Given exercise >>
Quote each row below word for word, leaving nothing out or changed.

Data lines >>
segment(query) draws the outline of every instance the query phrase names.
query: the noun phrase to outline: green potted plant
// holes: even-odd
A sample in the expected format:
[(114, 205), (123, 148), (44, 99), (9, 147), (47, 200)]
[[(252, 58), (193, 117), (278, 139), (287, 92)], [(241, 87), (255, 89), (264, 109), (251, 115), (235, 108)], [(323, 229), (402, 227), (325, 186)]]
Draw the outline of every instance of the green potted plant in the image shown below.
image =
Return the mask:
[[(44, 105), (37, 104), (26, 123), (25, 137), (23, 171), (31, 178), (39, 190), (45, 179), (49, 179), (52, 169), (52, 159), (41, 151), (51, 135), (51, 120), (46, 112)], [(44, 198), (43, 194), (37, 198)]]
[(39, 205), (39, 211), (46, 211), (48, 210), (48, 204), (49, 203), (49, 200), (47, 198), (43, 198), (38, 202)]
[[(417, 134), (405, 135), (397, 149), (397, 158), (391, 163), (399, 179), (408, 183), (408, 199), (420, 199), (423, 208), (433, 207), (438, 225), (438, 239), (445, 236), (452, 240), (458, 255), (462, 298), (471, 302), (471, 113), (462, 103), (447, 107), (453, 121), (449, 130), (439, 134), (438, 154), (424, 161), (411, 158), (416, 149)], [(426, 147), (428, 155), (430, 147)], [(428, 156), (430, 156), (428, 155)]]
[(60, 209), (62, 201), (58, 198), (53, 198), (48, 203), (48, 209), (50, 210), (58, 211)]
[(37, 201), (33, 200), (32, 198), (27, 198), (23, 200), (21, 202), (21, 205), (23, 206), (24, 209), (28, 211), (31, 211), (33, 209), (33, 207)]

Response for this exercise >>
segment(query) draws the outline of every instance the query phrase names.
query: the noun phrase to outline: green potted plant
// holes: even-odd
A sample in the expected format:
[(114, 205), (123, 148), (44, 99), (9, 147), (47, 200)]
[[(252, 58), (193, 117), (278, 139), (287, 92)], [(241, 87), (255, 89), (264, 109), (251, 115), (235, 108)], [(323, 229), (402, 227), (325, 186)]]
Draw the outline of every instance of the green potted plant in the image shown below.
image =
Return the mask:
[[(44, 105), (37, 104), (26, 123), (25, 137), (23, 171), (31, 178), (39, 190), (45, 179), (49, 179), (52, 169), (52, 159), (41, 151), (51, 135), (51, 120), (46, 112)], [(44, 198), (43, 194), (37, 198)]]
[(39, 205), (39, 211), (46, 211), (48, 210), (48, 204), (49, 203), (49, 200), (47, 198), (43, 198), (38, 202)]
[[(417, 134), (405, 135), (397, 149), (397, 158), (391, 163), (399, 179), (408, 183), (408, 199), (420, 199), (423, 208), (433, 207), (438, 225), (438, 239), (445, 236), (452, 240), (458, 255), (462, 298), (471, 302), (471, 113), (462, 103), (447, 107), (453, 121), (449, 130), (439, 134), (438, 154), (424, 161), (411, 158), (416, 149)], [(426, 147), (428, 155), (430, 147)], [(428, 156), (430, 156), (428, 155)]]
[(60, 209), (62, 201), (58, 198), (53, 198), (48, 203), (48, 209), (50, 210), (58, 211)]
[(37, 201), (33, 200), (32, 198), (27, 198), (23, 200), (21, 202), (21, 205), (23, 206), (24, 209), (28, 211), (31, 211), (33, 209), (33, 207)]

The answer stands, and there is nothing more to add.